## Page extract
▬▬▬▬▬▬▬▬▬▬

A better Scheme reader
The previous Scheme reader was based on recursive descent. But what I really wanted was something like LR(0) parsing, in order to avoid reading an extra token. In LR(0) parsing, a starting token is put on a stack, and then a state machine decides what to do next. You can read in a token and “shift” it to a stack, “reduce” the end items on the stack to a single item, or “halt” a successful parse. Lisp is simple enough that the one item on the stack top represents a parse state.
The new method is much simpler. It has an initialization procedure that starts the stack with one token, a parsing decision iterator (in tail recursive form), and a reducing procedure. The quote read-macro processing is now in a procedure.
The reduce procedure has a check for the empty list, in case an S-expression with dot notation is malformed.
The data loss of reading an S-expression is now reduced to the one character that follows the S-expression. By requiring whitespace between top level S-expressions, we can exchange data files with other Lisps. We can also start to store S-expression data in separate files to help organize what we have.
The read-token procedure, the lexer, handles the bulk of the parsing. It is fairly big because numbers are handled very inefficiently.
(read-object
(lambda ()
(letrec
(
;;; make unique objects to put in stack
(tick-token '(tick-token))
(lpar-token '(lpar-token))
(rpar-token '(rpar-token))
(dot-token '(dot-token))
(read-obj
(lambda ()
(read-o (list (read-token)))))
;;; We use eq? here to ensure we test
;;; for the unique objects we created.
(read-o
(lambda (stack)
(cond
((eq? (car stack) lpar-token) (read-o (cons (read-token) stack)))
((eq? (car stack) rpar-token) (read-o (reduce (cdr stack) '())))
((eq? (car stack) tick-token) (read-o (cons (read-quote) (cdr stack))))
((null? (cdr stack)) (car stack)) ; terminate when only one non-delimiter on stack
(#t (read-o (cons (read-token) stack))))))
;;; Here we combine several list items
;;; into a single list, and restack.
;;; We return a stack because only this
;;; procedure knows how much to discard.
;;; We use eq? here to ensure we test
;;; for the unique objects we created.
(reduce
(lambda (stack tail)
(cond
((null? (car stack)) (cons tail (cdr stack)))
((eq? (car stack) lpar-token) (cons tail (cdr stack)))
((eq? (car stack) dot-token) (reduce (cddr stack) (cons (cadr stack) (car tail))))
(#t (reduce (cdr stack) (cons (car stack) tail))))))
;;; prototype for a read-macro
(read-quote
(lambda ()
(list 'quote (read-obj))))
;;;
;;; token code omitted
;;;
)
(read-obj))))

▬▬▬▬▬▬▬▬▬▬

## Required work
(1) Return the passage of the Scheme reader page from "(rpar-token '(rpar-token))" to "(cdr stack) '())))", word for word.
(2) According to the Scheme reader page, why is the read-token procedure fairly big?

## Data entries

▬▬▬▬▬▬▬▬▬▬

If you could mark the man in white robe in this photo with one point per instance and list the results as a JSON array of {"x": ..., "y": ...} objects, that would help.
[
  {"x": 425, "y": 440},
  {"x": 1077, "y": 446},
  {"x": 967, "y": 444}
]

▬▬▬▬▬▬▬▬▬▬

## Solution list
(1)
(rpar-token '(rpar-token))
(dot-token '(dot-token))
(read-obj
(lambda ()
(read-o (list (read-token)))))
;;; We use eq? here to ensure we test
;;; for the unique objects we created.
(read-o
(lambda (stack)
(cond
((eq? (car stack) lpar-token) (read-o (cons (read-token) stack)))
((eq? (car stack) rpar-token) (read-o (reduce (cdr stack) '())))

(2) Numbers are handled very inefficiently.